[ЧТО НУЖНО СДЕЛАТЬ]
a - Какая доля опрошенных воронежских студентов, согласно тексту о студенческом самоуправлении, проявляет активность в выборе специализации?
b - Продолжите текст о студенческом самоуправлении, начав сразу после его последнего предложения.

[ИЗВЛЕЧЁННЫЙ ТЕКСТ]
**********
Вообще, студентам неизвестны ни правовые механизмы деятельности самоуправления, ни возможности преодоления неформальных границ между собственной субкультурой и корпоративной культурой администрации.
Ход событий на общевузовском и частично - на факультетском уровне
представляется большинству студентов чем-то вроде стихийной силы, на которую они могут оказывать столь же ничтожное влияние, что и на изменения погоды. В этом смысле, большинство студентов отчуждёно от деятельности вуза как многоуровневой системы. Такое отчуждение обусловливает социальную пассивность студенчества, проявляющуюся в нежелании участвовать в различных значимых явлениях жизни вуза. Так, в планировании и реализации мероприятий в вузе и на факультете вообще не хотят участвовать более трети из прошедших анкетирование воронежских и белгородских студентов. Если прибавить к их числу тех, кто хочет участвовать, но не знает как, и тех, кто хочет принимать участие, но не имеет времени, то процент студентов, не принимающих участие в планировании и реализации факультетских дел превысит цифру 80. Также дело обстоит с желанием участвовать в распределении стипендий и поощрений, определением графика учёбы, выборе учебных дисциплин. Достаточно высокую активность студенты проявляют в выборе специализации (55 % опрошенных воронежских студентов и 32,3 % белгородских). Большинство остальных студентов также желают участвовать в выборе специализации, но либо не имеют времени, либо не знают, как это осуществить. Выбор специализации непосредственно касается личной профессиональной судьбы многих студентов, поэтому они и показывают высокий процент участия в этой позиции. Все остальные охарактеризованные позиции, отмеченные «печатью» высокой пассивности, связаны с участием в коллективной жизни, с выходом за пределы студенческой субкультуры, с налаженным диалогом с администрацией вуза с умением использовать те средства, которые даёт студенческое самоуправление. От всех этих практик студенчество достаточно сильно отчуждено и не видит возможности преодоления такого отчуждения. В Белгороде около 51 % опрошенных полагает, что в вузе, скорее, не ведётся целенаправленной работы по налаживанию конструктивных, позитивных, интенсивных отношений с администрацией. При этом 30 % респондентов, вообще затруднились ответить
на этот вопрос. В Воронеже 32 % опрошенных не верит, что такая работа ведётся (при 33 % затруднившихся сказать что-то определенное по этому поводу). Неотчужденными представляются большинству опрошенных студентов, преимущественно, лишь дела по планированию и реализации внутригрупповых мероприятий (в них участвуют 42 % студентов, опрошенных в Воронеже и 40 % студентов, обучающихся в Белгороде).
**********
[ИСХОДНЫЕ ДАННЫЕ]
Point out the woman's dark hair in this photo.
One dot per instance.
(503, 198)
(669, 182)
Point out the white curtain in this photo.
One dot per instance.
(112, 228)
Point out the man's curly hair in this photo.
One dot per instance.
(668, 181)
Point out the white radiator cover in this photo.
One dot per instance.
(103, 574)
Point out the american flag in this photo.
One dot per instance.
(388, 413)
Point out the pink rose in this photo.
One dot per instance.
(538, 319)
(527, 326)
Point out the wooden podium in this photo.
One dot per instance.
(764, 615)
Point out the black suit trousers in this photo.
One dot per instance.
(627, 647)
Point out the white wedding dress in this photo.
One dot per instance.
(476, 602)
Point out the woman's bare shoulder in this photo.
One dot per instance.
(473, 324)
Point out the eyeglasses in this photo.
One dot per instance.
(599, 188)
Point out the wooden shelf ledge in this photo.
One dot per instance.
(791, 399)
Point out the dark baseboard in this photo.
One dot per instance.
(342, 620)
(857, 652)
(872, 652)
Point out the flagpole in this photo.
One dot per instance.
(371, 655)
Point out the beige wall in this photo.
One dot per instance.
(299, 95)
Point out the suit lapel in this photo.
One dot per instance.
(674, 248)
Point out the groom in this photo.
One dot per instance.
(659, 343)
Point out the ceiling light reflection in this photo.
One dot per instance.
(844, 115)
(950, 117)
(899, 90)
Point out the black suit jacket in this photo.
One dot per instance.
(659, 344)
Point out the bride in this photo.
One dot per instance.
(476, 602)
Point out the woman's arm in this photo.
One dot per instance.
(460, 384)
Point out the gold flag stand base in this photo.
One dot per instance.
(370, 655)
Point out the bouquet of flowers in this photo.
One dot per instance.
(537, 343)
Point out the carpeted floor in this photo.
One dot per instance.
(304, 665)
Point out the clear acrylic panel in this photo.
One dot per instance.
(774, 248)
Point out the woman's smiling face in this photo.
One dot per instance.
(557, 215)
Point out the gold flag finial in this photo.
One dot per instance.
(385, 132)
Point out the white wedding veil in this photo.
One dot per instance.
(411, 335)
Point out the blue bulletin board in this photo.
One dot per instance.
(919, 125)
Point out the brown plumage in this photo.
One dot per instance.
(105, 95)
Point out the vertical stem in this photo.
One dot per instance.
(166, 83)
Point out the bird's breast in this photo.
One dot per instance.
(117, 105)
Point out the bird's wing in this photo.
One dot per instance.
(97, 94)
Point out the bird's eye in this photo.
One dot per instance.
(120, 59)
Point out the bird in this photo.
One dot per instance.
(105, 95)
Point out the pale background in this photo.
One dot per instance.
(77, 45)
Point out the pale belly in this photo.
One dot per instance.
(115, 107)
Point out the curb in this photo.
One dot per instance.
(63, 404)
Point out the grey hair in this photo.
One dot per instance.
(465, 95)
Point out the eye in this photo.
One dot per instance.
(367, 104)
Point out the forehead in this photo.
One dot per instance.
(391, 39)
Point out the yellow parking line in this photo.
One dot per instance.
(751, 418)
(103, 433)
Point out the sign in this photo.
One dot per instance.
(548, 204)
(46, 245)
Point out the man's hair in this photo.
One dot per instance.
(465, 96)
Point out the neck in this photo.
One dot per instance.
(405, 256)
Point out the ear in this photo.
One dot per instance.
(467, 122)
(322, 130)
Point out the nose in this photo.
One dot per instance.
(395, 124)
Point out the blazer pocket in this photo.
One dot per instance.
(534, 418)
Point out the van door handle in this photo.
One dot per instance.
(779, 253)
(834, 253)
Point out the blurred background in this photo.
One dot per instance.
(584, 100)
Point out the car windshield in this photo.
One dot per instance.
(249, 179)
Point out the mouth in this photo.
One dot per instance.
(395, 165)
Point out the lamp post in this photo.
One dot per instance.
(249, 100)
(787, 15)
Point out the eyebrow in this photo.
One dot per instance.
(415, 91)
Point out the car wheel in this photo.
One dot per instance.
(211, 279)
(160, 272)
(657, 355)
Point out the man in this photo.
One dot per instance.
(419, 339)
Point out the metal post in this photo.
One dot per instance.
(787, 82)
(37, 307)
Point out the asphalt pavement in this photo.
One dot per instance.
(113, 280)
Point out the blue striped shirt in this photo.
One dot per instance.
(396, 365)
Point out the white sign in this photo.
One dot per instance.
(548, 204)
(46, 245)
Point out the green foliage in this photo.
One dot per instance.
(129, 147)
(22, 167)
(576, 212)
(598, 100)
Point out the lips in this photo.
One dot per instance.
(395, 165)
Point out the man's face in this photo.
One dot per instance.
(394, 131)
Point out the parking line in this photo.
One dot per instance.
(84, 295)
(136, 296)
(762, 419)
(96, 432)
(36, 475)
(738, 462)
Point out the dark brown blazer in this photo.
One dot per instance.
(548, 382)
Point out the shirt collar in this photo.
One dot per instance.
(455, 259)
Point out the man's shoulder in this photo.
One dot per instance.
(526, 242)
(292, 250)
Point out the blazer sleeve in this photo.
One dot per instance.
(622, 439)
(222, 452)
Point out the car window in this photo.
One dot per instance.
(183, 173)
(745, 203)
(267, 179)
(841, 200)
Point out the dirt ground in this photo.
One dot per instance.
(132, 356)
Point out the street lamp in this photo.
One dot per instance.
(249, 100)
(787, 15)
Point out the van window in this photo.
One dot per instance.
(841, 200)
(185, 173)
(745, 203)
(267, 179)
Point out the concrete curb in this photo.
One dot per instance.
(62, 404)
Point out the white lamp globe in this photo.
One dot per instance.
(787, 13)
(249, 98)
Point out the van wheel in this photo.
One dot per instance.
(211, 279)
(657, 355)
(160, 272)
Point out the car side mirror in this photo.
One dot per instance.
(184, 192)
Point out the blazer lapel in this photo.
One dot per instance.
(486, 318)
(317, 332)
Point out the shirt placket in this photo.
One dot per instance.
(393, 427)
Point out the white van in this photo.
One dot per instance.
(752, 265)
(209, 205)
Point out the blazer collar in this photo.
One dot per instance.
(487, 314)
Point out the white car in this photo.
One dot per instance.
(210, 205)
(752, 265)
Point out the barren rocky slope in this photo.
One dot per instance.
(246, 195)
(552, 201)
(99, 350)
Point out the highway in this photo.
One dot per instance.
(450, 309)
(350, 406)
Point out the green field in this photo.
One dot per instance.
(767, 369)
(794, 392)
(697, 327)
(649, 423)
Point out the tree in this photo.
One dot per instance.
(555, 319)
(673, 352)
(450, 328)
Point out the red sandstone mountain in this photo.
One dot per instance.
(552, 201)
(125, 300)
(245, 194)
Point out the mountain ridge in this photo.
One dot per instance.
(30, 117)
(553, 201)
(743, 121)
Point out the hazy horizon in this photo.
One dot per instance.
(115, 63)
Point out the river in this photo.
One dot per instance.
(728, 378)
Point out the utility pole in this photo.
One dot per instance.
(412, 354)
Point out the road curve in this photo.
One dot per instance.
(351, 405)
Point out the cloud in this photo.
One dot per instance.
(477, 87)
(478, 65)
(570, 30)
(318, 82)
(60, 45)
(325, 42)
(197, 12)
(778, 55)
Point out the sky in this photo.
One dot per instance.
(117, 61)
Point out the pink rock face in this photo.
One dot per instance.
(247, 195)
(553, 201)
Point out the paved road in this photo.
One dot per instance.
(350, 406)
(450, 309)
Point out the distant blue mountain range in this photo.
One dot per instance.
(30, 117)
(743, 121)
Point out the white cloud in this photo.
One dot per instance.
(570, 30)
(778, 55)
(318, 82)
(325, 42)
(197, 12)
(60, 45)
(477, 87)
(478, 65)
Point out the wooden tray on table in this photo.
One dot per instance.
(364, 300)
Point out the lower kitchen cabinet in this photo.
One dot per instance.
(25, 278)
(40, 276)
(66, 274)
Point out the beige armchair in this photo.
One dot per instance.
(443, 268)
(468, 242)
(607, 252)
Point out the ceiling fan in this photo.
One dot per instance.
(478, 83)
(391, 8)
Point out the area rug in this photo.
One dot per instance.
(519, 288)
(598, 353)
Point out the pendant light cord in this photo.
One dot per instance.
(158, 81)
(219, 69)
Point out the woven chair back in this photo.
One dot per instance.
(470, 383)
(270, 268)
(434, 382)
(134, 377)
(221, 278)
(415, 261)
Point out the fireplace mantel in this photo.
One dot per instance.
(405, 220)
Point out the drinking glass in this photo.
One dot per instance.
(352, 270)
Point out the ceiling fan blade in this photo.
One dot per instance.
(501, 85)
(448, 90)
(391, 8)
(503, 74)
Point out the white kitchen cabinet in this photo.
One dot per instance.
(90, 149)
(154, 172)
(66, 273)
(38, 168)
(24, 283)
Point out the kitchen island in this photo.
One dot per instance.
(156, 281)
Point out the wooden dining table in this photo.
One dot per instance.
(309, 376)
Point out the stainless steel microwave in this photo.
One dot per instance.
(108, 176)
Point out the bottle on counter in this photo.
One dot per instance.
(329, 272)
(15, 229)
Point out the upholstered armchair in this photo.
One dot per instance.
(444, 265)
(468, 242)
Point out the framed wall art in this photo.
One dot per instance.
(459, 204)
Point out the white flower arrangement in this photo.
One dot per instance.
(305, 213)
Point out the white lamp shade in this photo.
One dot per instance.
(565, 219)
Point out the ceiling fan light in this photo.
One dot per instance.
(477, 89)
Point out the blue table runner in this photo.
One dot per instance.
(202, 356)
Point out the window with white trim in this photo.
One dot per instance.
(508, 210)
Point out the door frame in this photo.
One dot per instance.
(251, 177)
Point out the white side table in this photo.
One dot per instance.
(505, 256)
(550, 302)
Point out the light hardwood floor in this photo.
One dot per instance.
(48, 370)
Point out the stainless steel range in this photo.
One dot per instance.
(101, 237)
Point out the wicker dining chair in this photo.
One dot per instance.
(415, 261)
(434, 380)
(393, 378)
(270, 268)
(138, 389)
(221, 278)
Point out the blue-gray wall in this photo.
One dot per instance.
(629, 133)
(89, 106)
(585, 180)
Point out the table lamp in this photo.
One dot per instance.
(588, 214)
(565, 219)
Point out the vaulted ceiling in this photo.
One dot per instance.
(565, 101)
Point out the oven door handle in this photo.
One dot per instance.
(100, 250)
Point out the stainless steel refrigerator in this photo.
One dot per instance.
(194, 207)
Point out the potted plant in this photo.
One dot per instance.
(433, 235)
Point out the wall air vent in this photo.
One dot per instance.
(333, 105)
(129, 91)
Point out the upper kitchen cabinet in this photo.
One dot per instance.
**********
[ОТВЕТЫ ПО ЗАДАНИЯМ]
a - 55 % опрошенных воронежских студентов.

b -
Данные результаты анкетирования свидетельствуют о невысоком значении ряда параметров социального здоровья студенчества. Так, например, социальная инклюзия успешно реализуется в рамках студенческой группы, и, следовательно, в студенческой субкультуре. Фактически, студенты не воспринимают вуз как единое социокультурное пространство. Паттерны корпоративной культуры ППС и администрации в рамках вузовской социокультурной среды, по мнению студентов, закрыты для них либо частично, либо полностью. Невзирая на то, что в вузе наличествует студенческое самоуправление, оно не рассматривается большинством респондентов как доступный социальный ресурс, с помощью которого можно повлиять на ситуацию. Пассивная позиция студентов в отношении большинства значимых сторон вузовской жизни, за исключением внутригрупповых отношений и выбора специализации свидетельствует о том, что респонденты, во-первых, не усматривают ресурсов влияния на вузовский и факультетский уровень, и, во-вторых, не очень-то заинтересованы в поиске таковых ресурсов. В этом отношении для студенчества гораздо более приоритетна личная судьба и неформальные отношения со сверстниками-одногруппниками, нежели коллективные и, в существенной мере, формализованные взаимодействия на институциальном уровне. Всё это говорит о низкой социальной активности и низкой же степени управляемости ситуацией вне студенческой группы, что отражает тенденцию замыкания студента в двух, своего рода, «кругах», весьма ограничивающих его мировоззренческие горизонты, - с одной стороны в рамках собственного эгоцентрического мировосприятия, с другой стороны, в
пределах молодёжной субкультуры. На наш взгляд, это негативным образом влияет на реализацию потенциала социальной мобильности в вузовских стенах. Большинство студентов либо вообще не стремятся, либо не видят возможностей к повышению своего статуса на факультетском и вузовском уровне.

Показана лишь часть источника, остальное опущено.